* _INPUT_:
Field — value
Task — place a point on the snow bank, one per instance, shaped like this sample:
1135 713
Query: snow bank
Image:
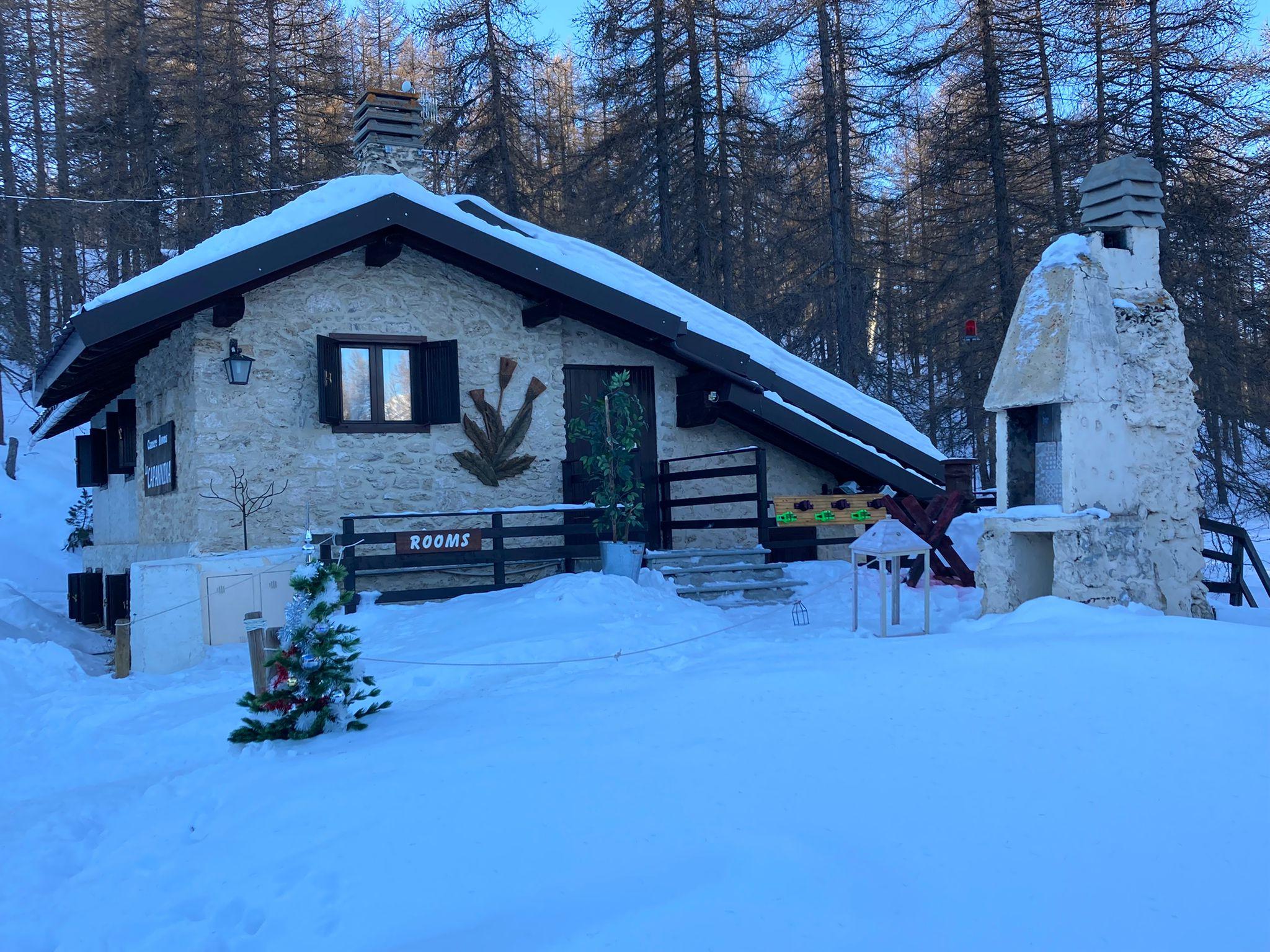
23 619
577 255
30 669
1094 777
33 509
1066 252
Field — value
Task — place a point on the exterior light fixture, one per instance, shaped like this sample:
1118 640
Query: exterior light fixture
238 366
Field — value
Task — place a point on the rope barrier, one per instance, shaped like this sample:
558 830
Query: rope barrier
164 201
614 656
233 584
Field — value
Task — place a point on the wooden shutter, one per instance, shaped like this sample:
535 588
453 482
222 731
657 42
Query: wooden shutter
91 460
329 405
116 599
73 596
440 372
91 599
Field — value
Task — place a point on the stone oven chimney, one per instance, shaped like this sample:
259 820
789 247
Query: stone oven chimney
388 134
1096 418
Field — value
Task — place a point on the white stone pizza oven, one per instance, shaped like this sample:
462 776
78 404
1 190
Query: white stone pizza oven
1096 419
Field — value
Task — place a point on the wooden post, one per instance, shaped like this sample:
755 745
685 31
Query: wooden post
122 648
882 594
350 564
894 591
761 489
855 593
959 478
1236 570
664 490
260 643
926 586
495 522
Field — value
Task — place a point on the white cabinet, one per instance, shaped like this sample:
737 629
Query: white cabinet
229 597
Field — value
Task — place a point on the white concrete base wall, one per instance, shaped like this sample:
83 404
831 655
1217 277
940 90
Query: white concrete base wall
1096 562
173 604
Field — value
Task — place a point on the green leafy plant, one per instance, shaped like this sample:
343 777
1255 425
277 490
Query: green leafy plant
614 425
81 519
493 460
314 682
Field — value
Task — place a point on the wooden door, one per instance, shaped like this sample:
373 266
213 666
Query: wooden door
582 381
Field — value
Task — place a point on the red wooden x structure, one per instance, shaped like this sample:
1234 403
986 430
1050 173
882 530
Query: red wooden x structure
933 524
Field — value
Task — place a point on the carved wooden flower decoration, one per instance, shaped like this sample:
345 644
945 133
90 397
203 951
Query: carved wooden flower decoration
493 460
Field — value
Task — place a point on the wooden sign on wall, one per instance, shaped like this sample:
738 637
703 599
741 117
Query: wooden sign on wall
159 455
438 541
827 511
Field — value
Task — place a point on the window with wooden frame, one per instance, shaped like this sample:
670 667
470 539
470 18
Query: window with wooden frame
121 438
91 460
379 384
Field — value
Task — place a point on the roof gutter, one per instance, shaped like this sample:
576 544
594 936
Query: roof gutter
732 376
55 364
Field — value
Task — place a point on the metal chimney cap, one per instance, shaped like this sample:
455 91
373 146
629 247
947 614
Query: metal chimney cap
1123 192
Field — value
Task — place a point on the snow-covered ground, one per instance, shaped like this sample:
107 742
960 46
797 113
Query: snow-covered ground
33 511
1060 778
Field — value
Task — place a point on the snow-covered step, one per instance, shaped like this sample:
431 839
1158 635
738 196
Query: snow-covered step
751 592
655 559
735 571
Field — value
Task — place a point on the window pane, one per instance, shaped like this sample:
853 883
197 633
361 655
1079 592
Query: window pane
355 368
397 385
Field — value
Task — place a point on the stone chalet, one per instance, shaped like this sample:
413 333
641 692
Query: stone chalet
375 312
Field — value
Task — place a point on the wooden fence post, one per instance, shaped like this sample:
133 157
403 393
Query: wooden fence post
1237 571
495 522
761 489
664 496
260 643
122 648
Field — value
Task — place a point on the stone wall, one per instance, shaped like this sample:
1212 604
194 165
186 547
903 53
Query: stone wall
270 428
1096 332
166 390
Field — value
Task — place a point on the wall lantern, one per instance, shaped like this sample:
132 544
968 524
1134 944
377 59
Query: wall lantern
238 366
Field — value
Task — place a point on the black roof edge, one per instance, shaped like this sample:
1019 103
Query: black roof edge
818 436
150 314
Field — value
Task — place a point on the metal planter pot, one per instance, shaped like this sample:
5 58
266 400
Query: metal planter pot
621 559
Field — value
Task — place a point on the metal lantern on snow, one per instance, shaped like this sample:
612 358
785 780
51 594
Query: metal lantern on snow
888 542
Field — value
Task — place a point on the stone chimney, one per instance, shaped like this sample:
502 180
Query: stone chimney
1096 419
388 134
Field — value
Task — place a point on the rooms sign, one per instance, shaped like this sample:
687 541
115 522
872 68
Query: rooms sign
159 456
438 541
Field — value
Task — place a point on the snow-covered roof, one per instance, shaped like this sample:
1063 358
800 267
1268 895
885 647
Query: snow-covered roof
889 537
671 304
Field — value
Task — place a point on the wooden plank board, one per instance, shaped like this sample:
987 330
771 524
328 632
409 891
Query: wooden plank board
850 509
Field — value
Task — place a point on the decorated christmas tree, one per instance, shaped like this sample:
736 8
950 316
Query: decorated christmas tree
314 681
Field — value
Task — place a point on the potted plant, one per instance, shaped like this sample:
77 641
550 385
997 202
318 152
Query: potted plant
614 425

* _WRITTEN PROBLEM_: Can you find every line above that contains the word "tree" and copy each one out in full?

* _SOLUTION FOR THIS PROBLEM_:
Task — place a point on the decorated christmas tree, one per instance, shaped like this sample:
Query: decorated christmas tree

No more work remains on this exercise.